■ **Objective**
State how many lines of the records below contain the string "concrete". Give only the number.

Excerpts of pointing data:
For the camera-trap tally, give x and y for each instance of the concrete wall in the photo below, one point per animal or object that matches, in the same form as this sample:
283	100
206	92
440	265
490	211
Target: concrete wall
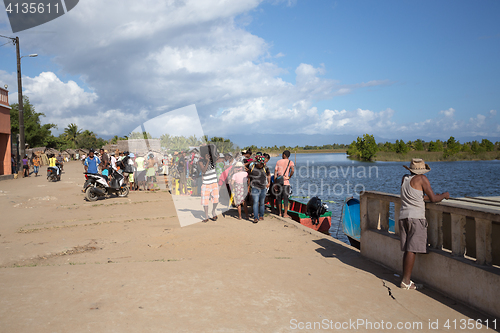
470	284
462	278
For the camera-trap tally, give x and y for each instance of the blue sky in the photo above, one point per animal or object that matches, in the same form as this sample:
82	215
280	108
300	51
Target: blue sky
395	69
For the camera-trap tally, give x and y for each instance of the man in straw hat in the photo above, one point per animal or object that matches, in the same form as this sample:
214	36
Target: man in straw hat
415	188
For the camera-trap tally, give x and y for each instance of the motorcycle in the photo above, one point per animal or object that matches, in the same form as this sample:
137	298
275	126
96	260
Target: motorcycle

--

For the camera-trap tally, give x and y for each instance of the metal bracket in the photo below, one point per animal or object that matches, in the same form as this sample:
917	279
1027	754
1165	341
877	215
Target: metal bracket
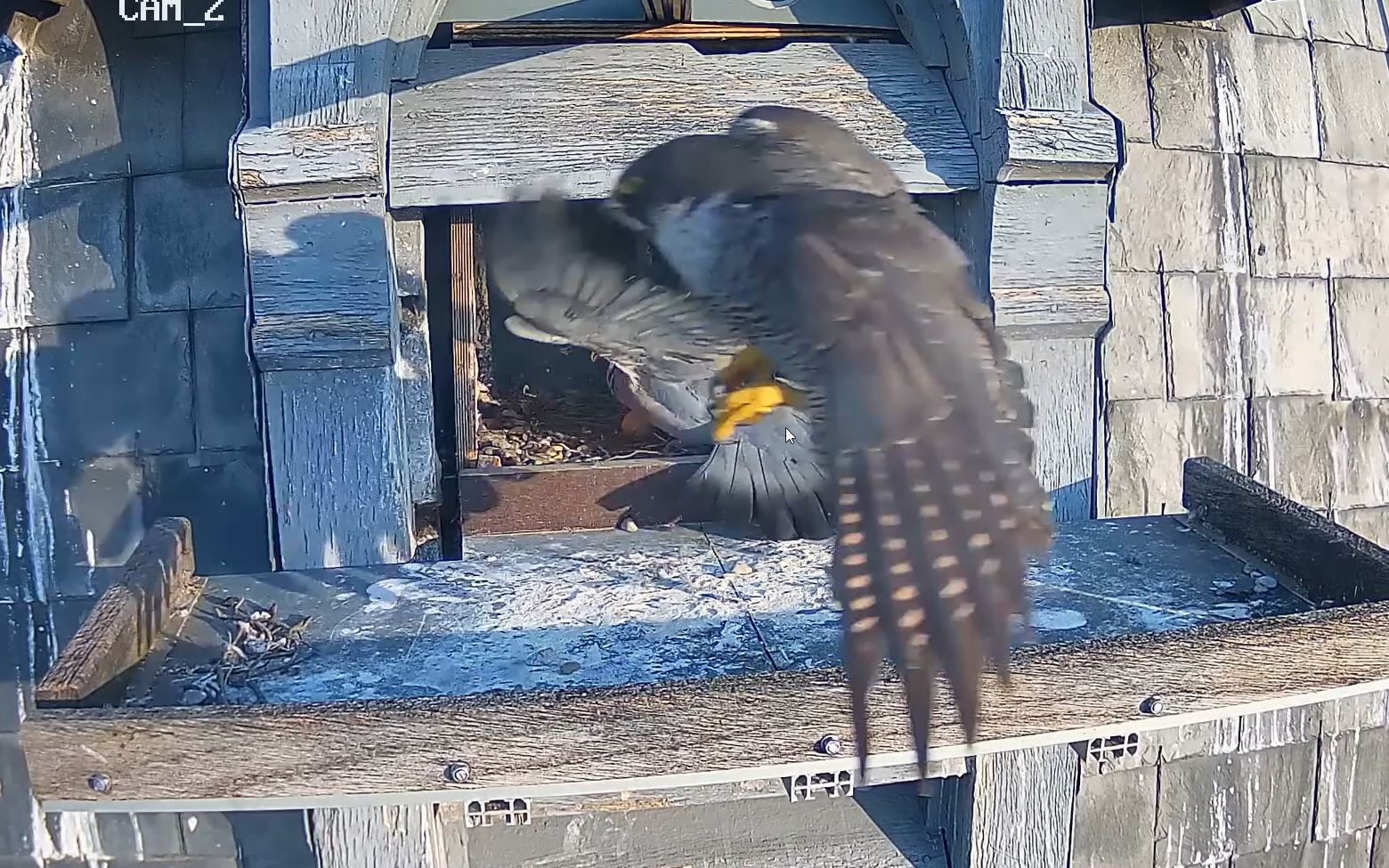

...

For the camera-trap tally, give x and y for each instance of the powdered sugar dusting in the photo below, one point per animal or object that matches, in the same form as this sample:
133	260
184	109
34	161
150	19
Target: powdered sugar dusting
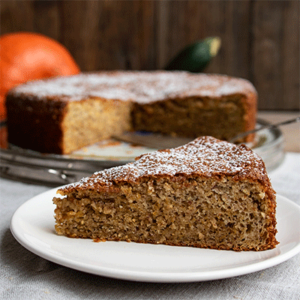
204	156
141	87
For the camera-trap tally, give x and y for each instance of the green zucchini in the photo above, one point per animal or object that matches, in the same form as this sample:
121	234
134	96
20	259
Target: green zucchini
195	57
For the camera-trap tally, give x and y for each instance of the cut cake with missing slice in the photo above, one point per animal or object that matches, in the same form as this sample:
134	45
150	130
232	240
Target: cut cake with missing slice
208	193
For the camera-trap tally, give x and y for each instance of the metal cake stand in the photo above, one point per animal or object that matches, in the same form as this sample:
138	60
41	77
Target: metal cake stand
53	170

■ **Answer to the problem**
2